Tâche donnée 1
Relevez, dans l'extrait sur le commerce, toutes les denrées présentées comme étant le plus communément débitées aux étrangers.

Les denrées qu’elle débite le plus communément aux étrangers sont les vins, les eaux de vie, les sels, les blés et les toiles. Elle fournit aussi les modes, une infinité d’étoffes qui se fabriquent dans ses manu-factures mieux qu’en aucun autre endroit du monde, ce qui lui attire et peut attirer des richesses immenses, qui surpassent celles que les Indes pourraient lui fournir, si elle en était maîtresse.

Elle a de plus chez elle des propriétés singulières, qui excitent un commerce intérieur qui lui est très utile. C’est qu’elle n’a guère de province qui n’ait besoin de sa voisine d’une façon ou d’autre ; ce qui fait que l’argent se remue, et que tout se consomme au dedans, ou se vend au dehors, en sorte que rien ne demeure.

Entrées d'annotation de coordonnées
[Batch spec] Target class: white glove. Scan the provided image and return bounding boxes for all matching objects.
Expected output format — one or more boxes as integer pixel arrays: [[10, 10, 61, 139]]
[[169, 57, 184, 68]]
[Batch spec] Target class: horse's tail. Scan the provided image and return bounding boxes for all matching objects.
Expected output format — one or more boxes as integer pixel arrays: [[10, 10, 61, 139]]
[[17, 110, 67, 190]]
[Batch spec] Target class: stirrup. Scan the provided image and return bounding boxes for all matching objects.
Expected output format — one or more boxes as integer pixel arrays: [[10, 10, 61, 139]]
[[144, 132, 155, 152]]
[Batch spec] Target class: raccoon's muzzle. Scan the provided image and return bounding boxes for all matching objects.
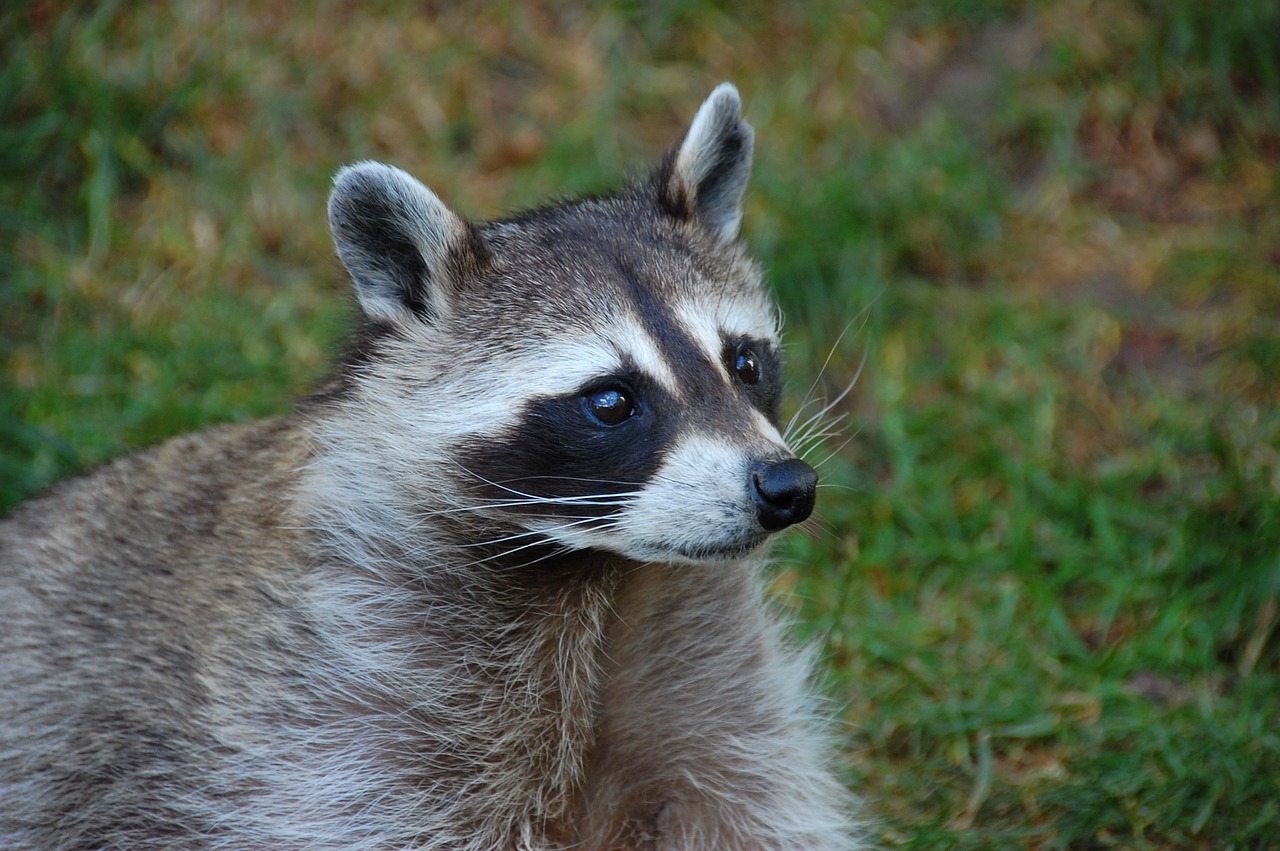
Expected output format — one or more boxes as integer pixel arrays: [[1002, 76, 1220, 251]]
[[751, 458, 818, 532]]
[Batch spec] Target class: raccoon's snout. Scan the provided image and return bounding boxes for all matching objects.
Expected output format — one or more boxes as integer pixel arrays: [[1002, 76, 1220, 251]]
[[751, 458, 818, 532]]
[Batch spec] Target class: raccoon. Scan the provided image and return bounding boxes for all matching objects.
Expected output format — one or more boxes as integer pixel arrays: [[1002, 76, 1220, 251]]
[[0, 83, 858, 851]]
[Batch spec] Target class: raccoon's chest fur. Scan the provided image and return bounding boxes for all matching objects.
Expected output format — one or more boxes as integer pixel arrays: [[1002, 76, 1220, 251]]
[[0, 86, 852, 851]]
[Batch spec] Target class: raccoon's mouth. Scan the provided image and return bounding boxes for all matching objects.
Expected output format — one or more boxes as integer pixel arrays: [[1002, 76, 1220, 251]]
[[675, 531, 769, 562]]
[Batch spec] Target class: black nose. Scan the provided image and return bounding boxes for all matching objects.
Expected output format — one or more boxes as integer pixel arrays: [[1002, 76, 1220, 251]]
[[751, 458, 818, 532]]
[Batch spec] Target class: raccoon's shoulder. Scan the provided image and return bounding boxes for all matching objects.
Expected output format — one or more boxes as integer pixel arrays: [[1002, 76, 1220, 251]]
[[0, 417, 311, 561]]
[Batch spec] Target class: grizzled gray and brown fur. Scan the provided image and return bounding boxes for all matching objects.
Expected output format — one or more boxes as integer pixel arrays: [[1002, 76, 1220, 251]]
[[0, 84, 855, 851]]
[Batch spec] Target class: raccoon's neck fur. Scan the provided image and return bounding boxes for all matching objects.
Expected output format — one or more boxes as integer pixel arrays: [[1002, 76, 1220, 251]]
[[288, 435, 632, 847]]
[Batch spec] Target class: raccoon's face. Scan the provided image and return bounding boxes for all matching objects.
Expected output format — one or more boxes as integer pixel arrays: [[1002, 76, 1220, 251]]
[[330, 86, 817, 562]]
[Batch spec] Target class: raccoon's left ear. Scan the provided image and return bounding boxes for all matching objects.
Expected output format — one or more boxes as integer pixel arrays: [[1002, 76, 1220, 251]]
[[657, 83, 755, 241], [329, 163, 488, 324]]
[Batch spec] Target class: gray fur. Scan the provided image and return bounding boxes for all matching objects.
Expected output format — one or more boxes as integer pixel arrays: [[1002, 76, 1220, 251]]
[[0, 87, 856, 851]]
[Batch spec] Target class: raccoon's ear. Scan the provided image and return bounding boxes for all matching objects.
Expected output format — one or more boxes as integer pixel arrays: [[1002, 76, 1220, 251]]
[[329, 163, 488, 322], [657, 83, 754, 241]]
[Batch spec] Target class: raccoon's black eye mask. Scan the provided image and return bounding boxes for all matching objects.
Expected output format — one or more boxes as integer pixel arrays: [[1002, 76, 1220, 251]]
[[722, 337, 782, 425]]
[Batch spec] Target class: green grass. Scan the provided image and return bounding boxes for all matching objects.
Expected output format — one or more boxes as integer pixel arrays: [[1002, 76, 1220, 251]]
[[0, 0, 1280, 848]]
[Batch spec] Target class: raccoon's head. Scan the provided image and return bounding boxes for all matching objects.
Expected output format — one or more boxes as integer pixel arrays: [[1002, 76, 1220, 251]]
[[329, 84, 817, 562]]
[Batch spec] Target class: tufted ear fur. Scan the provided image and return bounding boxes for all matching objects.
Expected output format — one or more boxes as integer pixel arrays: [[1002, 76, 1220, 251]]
[[658, 83, 754, 241], [329, 163, 486, 324]]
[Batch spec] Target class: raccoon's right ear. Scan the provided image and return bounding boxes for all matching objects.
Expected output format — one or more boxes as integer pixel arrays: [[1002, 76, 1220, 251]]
[[329, 163, 488, 324], [655, 83, 755, 241]]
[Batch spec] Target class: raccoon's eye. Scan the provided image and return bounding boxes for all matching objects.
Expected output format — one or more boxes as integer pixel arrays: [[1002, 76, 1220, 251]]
[[733, 343, 760, 384], [582, 386, 639, 425]]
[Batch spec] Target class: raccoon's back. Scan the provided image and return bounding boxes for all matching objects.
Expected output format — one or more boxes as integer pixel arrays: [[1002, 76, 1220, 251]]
[[0, 420, 317, 848]]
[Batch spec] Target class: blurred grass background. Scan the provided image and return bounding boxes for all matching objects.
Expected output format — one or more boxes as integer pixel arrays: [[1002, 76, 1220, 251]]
[[0, 0, 1280, 848]]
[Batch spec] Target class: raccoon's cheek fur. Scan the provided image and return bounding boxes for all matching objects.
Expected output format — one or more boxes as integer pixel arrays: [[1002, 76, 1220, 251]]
[[522, 438, 818, 563], [612, 438, 818, 562]]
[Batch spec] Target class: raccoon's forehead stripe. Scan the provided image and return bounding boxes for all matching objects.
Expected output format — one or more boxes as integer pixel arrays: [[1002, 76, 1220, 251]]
[[611, 319, 680, 394]]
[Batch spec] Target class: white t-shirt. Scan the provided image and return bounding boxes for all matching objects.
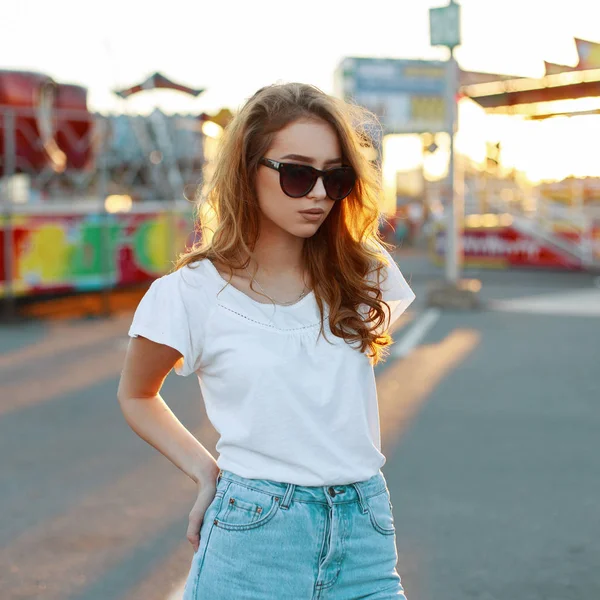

Tâche donnée 2
Recopiez fidèlement les lignes des entrées comprises entre celle qui contient « [Batch spec] Target class: raccoon's head. » et celle qui contient « [[329, 84, 817, 562]] », ces deux lignes incluses.

Résultat 1
- les vins
- les eaux de vie
- les sels
- les blés
- les toiles

Résultat 2
[Batch spec] Target class: raccoon's head. Scan the provided image and return bounding boxes for all matching objects.
Expected output format — one or more boxes as integer pixel arrays: [[1002, 76, 1220, 251]]
[[329, 84, 817, 562]]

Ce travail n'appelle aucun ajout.